◆ **Tasks to complete**:
A. In the article below on the Wilds v. 1959612 Ontario Inc. case, what job was the employee hired to do?
B. Write the next part of the article below on the Wilds v. 1959612 Ontario Inc. case, starting right after its final sentence.

◆ **Text provided**:
══════

May 31, 2025 By Articles

Navigating the start and end of an employment relationship can be legally complex, especially when employers rely on an outdated or poorly drafted employment contract termination clause. A recent Ontario court decision called Wilds v. 1959612 Ontario Inc., 2024 ONSC 3452 provides a clear warning to employers about the legal consequences of non-compliant termination provisions and post-termination conduct. For employees, it reinforces the importance of consulting with a Toronto employment lawyer, especially when facing a sudden job loss or questionable contract terms.

This case offers valuable insights into how courts approach the analysis of an employment contract termination clause and what mistakes can result in serious financial and reputational costs for employers. Let’s explore the facts of the case, the court’s decision, and what it all means for both employers and employees in Ontario.

The Background: What Happened in Wilds v. 1959612 Ontario Inc.?

The employee this case was hired as an executive assistant for a building supplies company. Her employment lasted just 4.5 months before the employer terminated her without cause in October 2020.

The employer relied on an employment contract termination clause the employee had previously signed, which contained deeply flawed language:

  1. Termination Without Cause Clause: This provision limited the employee’s termination entitlements to the minimum under Ontario’s Employment Standards Act, 2000 (ESA), plus an extra two weeks’ notice or pay. However, she could only receive these minimum statutory amounts if she signed a legal release in the employer’s favour.

  2. Termination With Cause Clause: This provision outlined nearly a dozen enumerated situations where she could be terminated for cause without notice. These included reasons that did not meet the strict legal standard set out by the ESA.

  3. Savings Clause: This provision included a so-called “savings clause” that stated if the ESA gave the employee greater entitlements than the contract, the ESA would apply.

When the company terminated her employment without cause, they offered the contractual termination package – but only if she signed the release. She refused, and the employer then withheld all payments, including her statutory minimum notice –just one week’s pay.

Adding insult to injury, the employer:

  • Refused to reimburse her for valid business expenses.

  • Delayed issuing her Record of Employment (ROE) by over a month.

  • Refused to provide a reference letter or even confirm her employment history.

What Did the Court Decide?

The case was decided on summary judgment, meaning the court made a decision based solely on the written evidence without requiring a full trial.The court made several important findings – each of which carries significant legal weight for employment lawyers and HR professionals alike, especially when it comes to employment contract termination clauses.

1. Termination Clauses Were Void and Unenforceable

The court ruled that both the “with cause” and “without cause” termination provisions violated the ESA. Here’s why:

  • The termination without cause clause was illegal because it required the employee to sign a legal release before receiving her statutory minimum termination pay and severance pay entitlements – a direct violation of the ESA.

══════

◆ **Raw data**:
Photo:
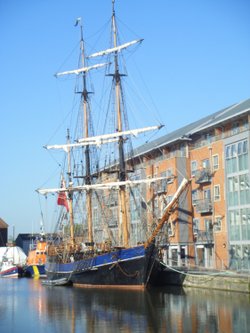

══════

◆ **Task results**:
A. She was hired as an executive assistant for a building supplies company.

B.
  • The termination with cause clause tried to allow terminations without notice for conduct that did not meet the ESA‘s high threshold of “wilful misconduct, disobedience, or neglect of duty.”

This is often the case with poorly drafted employment contract termination clauses. A skilled employment contract review lawyer would have identified these flaws before the contract was signed.

2. The “Savings Clause” Didn’t Save the Day

Employers often insert savings clauses hoping to fix illegal termination clause by saying, “If this conflicts with the ESA, then the ESA applies.” But the court rejected this argument. Justice Vermette found that the clause did not demonstrate clear intent to comply with the ESA and instead created ambiguity – which, by Ontario employment law, must be interpreted in favour of the employee.

This is a key takeaway for employers: you cannot rely on vague catch-all language to fix unlawful employment contract termination clauses. Working with an experienced employment contract review lawyer can help ensure your agreements comply with provincial standards from the outset.

3. Employer’s Conduct Warranted Punitive Damages

Perhaps the most striking part of the judgment was the court’s decision to award $10,000 in punitive damages. The reason? The employer’s post-termination conduct fell “markedly below the ordinary standards of decent behavior.”

Specifically, the court criticized the employer for:

  • Withholding statutory entitlements owed under the ESA.

  • Failing to reimburse legitimate business expenses.

  • Repeatedly refusing to fix these issues – even after being contacted by the employee’s wrongful dismissal lawyer.

The court emphasized that the purpose of the punitive damages was not just to punish the employer but to send a message to other employers: this kind of behaviour will not be tolerated.

What This Means for Employers

If you are an Ontario employer, this case should serve as an important reminder. Employment contracts are not just paperwork – they are legal documents that must strictly comply with employment standards legislation. Here are the key lessons:

  • Avoid Conditional Payments: Never make ESA minimum entitlements conditional on the employee signing a release.

  • Respect the ESA Standard for Just Cause: Only the most serious misconduct meets the ESA threshold for termination without notice of termination or pay in lieu of notice or severance pay (called wilful misconduct).

  • Use Clear and Compliant Language: Ambiguity in an employment contract termination clause  will generally be interpreted in favour of the employee. Consult with a trusted Toronto employment lawyer to draft or revise your employment contracts.

  • Treat Departing Employees Fairly and Sensitively: How you treat an employee before, during and after a termination matters. Mere oversights or administrative errors, such as delaying an ROE, may result in liability if they are not corrected promptly (especially after an employee raises issues).

What This Means for Employees

If you’ve been terminated – or presented with a questionable employment contract or severance package – this case illustrates why it’s so important to consult a wrongful dismissal lawyer or severance package review lawyer.

Key points for employees:

  • You are entitled to ESA minimums regardless of whether you sign a legal release, even if the employment contract termination clause appears to say otherwise. If you feel pressured into giving up your legal rights, speak with an Ontario employment lawyer to review your legal rights and entitlements, especially to review a severance package.

  • Unlawful clauses in your employment contract may invalidate the whole termination section, giving you access to greater common law notice (full severance package).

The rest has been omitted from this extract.